→ Yapılacak iş
Sayfa alıntısındaki “Onun gelişini engellemek” sözleriyle başlayıp “Askeri Havaalanı’na inmişti.” sözleri de dahil olmak üzere orada biten bölümü harfi harfine yazın.

→ Sayfa alıntısı
────────────────

Paylaş
Geçen çarşamba günü Kanal A’da Esra Harmanda’nın programına katıldım.
Bana şu soruyu sordu: “Hayatınızda hiç siyasi olaylara karışıp orayı burayı taşladığınız oldu mu?”
Düşündüm…
Aklıma sadece üç eylem geldi.
Birinde Adalet Partisi’nin genel merkezi önünde gösteri yapmıştık.
Süleyman Demirel’e ifrit oluyorduk. Binaya taşlar atıldı ama ben atmadım.
Öteki Amerikan Kültür Merkezi’nin önünde bir gösteriydi.
Bir de 1967 Kıbrıs olayları sırasında, Amerika Birleşik Devletleri Dışişleri Bakan Yardımcısı Cyrus Vance Ankara’ya geliyordu.
Onun gelişini engellemek için Esenboğa Havalanı’na gitmiş ve piste yatarak uçağının inmesini engellemeye çalışmıştık.
Ama onun uçağı Etimesgut Askeri Havaalanı’na inmişti.
Esra Harmanda şaşırdı. “Yani bütün solculuğunuz bu kadarcık mı” dedi.
“Evet, bu kadardı. Türkiye İşçi Partisi’ni destekliyordum. Ama kafam çok karışıktı” dedim.
Gerçekten karışıktı.
KİM OLDUĞUMA BEN DEĞİL EŞİM TANSU KARAR VERDİ
Kaldığım evdeki odamda başucumda iki poster asılıydı.
Biri Karl Marx, öteki ise Rolling Stones’un solisti Mick Jagger.
Peki ben hangisiydim?

────────────────

→ Çıkarılan bilgiler
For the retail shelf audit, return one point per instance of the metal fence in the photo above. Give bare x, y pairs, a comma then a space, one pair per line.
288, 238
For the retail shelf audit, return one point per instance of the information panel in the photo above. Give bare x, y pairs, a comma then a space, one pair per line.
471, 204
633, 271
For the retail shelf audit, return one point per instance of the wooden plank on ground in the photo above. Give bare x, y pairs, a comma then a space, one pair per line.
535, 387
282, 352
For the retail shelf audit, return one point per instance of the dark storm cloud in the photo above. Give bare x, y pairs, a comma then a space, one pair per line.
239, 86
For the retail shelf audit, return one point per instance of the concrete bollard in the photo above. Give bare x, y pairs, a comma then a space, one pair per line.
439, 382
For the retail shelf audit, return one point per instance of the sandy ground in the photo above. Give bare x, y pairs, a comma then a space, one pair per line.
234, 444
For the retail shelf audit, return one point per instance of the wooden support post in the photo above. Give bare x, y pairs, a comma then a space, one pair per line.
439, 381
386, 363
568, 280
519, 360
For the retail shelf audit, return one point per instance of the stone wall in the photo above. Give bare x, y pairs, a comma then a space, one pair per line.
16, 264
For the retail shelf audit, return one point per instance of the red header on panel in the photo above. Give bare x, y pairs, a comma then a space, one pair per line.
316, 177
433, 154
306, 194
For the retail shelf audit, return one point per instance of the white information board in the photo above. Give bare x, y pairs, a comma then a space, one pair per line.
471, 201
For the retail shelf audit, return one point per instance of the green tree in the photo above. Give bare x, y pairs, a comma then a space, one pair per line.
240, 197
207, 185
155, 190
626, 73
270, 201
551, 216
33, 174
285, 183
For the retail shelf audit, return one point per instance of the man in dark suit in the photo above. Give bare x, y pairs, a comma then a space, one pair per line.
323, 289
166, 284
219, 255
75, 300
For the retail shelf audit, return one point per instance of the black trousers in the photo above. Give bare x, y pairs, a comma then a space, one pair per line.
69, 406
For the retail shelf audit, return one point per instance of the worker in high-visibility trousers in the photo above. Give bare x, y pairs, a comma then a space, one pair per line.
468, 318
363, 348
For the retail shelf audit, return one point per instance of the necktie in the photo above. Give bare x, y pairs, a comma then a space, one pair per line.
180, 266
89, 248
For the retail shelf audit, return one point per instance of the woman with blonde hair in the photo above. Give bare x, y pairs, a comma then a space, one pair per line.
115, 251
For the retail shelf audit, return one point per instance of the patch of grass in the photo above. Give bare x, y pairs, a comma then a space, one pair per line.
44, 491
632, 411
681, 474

────────────────

→ Alıştırma cevabı
Onun gelişini engellemek için Esenboğa Havalanı’na gitmiş ve piste yatarak uçağının inmesini engellemeye çalışmıştık.
Ama onun uçağı Etimesgut Askeri Havaalanı’na inmişti.